[Start of Attachment]

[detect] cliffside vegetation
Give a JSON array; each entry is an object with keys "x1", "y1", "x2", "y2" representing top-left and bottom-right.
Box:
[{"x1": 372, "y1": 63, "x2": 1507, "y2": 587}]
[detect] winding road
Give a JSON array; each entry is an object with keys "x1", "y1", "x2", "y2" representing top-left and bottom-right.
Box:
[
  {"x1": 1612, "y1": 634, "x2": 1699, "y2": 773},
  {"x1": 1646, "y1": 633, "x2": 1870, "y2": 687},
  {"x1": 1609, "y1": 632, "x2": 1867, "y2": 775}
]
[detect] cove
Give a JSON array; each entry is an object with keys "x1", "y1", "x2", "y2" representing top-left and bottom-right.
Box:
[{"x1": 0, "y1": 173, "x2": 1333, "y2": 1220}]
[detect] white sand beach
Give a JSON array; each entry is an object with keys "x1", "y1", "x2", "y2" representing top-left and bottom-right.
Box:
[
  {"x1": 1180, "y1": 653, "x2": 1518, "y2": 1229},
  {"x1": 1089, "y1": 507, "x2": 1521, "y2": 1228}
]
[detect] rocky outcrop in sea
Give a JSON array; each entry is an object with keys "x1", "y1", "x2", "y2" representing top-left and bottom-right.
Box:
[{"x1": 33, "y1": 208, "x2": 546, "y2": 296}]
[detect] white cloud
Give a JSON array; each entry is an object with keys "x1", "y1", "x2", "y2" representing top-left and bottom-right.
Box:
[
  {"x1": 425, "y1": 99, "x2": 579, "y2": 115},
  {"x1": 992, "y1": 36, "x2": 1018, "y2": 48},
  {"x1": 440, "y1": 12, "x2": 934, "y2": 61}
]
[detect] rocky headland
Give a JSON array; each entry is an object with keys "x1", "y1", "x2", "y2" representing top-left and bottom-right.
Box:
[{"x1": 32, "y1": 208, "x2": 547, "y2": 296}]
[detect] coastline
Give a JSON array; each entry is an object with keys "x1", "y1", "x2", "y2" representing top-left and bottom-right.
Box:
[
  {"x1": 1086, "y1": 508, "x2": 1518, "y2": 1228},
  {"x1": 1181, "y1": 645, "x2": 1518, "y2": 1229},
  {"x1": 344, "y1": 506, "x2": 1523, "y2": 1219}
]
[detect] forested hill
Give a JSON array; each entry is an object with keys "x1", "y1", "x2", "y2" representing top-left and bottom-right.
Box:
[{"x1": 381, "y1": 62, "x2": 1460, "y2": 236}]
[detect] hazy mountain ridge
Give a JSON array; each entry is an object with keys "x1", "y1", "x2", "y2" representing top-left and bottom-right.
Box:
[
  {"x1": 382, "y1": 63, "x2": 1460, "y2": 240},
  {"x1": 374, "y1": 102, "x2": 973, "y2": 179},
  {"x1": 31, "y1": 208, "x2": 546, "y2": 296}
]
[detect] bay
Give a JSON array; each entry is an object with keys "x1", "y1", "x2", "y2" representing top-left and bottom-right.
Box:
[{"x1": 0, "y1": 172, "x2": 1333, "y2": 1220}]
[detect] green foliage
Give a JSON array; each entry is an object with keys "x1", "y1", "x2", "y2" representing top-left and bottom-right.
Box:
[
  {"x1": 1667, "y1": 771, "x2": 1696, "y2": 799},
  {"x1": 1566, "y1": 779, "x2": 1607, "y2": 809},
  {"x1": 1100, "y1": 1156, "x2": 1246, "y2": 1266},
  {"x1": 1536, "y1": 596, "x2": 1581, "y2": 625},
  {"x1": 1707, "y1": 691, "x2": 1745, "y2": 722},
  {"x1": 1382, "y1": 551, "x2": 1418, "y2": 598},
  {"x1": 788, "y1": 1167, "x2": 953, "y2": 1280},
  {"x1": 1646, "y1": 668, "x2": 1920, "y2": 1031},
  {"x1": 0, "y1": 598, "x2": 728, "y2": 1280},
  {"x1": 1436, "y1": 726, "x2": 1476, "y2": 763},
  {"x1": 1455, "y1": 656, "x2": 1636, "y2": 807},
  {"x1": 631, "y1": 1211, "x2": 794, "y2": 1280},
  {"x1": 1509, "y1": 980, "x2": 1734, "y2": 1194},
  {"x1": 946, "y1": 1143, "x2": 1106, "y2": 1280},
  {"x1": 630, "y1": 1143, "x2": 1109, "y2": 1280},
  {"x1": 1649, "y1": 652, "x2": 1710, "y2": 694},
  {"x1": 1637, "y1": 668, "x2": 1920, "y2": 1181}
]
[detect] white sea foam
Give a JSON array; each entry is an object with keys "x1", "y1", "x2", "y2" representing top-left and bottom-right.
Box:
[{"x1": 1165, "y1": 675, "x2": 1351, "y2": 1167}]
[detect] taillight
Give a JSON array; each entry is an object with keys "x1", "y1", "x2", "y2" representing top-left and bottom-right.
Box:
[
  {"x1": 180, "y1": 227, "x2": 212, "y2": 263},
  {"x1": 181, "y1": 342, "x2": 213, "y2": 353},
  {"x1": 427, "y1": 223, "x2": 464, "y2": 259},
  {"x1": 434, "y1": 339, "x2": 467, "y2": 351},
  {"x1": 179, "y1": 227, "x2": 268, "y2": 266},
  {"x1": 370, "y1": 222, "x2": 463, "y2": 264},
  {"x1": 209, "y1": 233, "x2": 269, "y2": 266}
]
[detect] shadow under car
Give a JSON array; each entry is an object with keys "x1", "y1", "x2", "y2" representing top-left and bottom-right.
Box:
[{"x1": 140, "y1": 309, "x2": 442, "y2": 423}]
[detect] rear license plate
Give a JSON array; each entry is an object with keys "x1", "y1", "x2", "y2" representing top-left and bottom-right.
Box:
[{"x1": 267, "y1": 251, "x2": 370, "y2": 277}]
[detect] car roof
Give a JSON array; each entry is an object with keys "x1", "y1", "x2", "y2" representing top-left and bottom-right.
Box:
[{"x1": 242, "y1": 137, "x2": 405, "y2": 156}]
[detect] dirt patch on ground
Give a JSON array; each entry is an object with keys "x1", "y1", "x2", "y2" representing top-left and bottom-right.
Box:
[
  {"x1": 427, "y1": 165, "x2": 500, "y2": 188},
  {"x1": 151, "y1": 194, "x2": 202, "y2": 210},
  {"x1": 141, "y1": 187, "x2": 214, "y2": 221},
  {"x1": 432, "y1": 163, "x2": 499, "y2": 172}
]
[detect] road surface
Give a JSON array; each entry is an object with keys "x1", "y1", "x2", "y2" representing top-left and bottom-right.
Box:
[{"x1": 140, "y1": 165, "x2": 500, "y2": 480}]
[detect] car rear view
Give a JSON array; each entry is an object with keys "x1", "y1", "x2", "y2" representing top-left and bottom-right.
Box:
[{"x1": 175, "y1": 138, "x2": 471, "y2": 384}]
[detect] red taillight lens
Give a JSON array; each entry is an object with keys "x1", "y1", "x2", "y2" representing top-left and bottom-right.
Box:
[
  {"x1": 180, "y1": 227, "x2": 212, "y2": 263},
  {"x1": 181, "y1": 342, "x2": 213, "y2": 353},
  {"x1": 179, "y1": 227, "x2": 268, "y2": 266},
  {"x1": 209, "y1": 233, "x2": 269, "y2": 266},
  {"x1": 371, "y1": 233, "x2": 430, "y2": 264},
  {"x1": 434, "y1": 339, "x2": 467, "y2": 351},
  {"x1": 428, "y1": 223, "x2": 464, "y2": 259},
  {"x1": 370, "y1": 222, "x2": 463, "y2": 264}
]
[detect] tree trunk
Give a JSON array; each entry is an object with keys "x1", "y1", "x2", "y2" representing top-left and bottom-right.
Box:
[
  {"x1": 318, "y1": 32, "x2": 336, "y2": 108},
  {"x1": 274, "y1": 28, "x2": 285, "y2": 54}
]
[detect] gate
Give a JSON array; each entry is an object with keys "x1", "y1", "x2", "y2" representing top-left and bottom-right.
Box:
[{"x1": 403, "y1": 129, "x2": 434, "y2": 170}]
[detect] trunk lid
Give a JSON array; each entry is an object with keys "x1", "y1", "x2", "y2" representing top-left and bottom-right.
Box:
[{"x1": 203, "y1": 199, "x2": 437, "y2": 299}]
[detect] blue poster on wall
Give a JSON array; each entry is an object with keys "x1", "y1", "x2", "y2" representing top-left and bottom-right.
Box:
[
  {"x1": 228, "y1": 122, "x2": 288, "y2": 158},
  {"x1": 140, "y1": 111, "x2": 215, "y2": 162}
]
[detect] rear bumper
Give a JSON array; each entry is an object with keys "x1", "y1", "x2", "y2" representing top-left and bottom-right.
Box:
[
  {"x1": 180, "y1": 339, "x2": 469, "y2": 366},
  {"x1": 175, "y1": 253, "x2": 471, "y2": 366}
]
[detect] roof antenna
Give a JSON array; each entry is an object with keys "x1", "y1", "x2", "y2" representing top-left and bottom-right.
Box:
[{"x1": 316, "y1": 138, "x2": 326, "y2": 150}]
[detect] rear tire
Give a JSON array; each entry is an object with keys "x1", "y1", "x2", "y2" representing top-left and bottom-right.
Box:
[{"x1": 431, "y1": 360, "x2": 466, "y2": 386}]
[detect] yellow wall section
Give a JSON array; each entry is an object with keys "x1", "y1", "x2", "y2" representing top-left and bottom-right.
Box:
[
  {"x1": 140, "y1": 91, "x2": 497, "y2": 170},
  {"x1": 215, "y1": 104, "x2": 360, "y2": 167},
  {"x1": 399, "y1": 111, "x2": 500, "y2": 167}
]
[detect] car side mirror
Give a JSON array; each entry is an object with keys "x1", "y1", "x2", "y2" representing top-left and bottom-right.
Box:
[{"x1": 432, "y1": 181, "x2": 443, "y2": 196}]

[End of Attachment]

For the string "white", go line by line through the material and copy every line that has it.

**Final answer:**
[detect] white sand beach
[detect] white cloud
[detect] white sea foam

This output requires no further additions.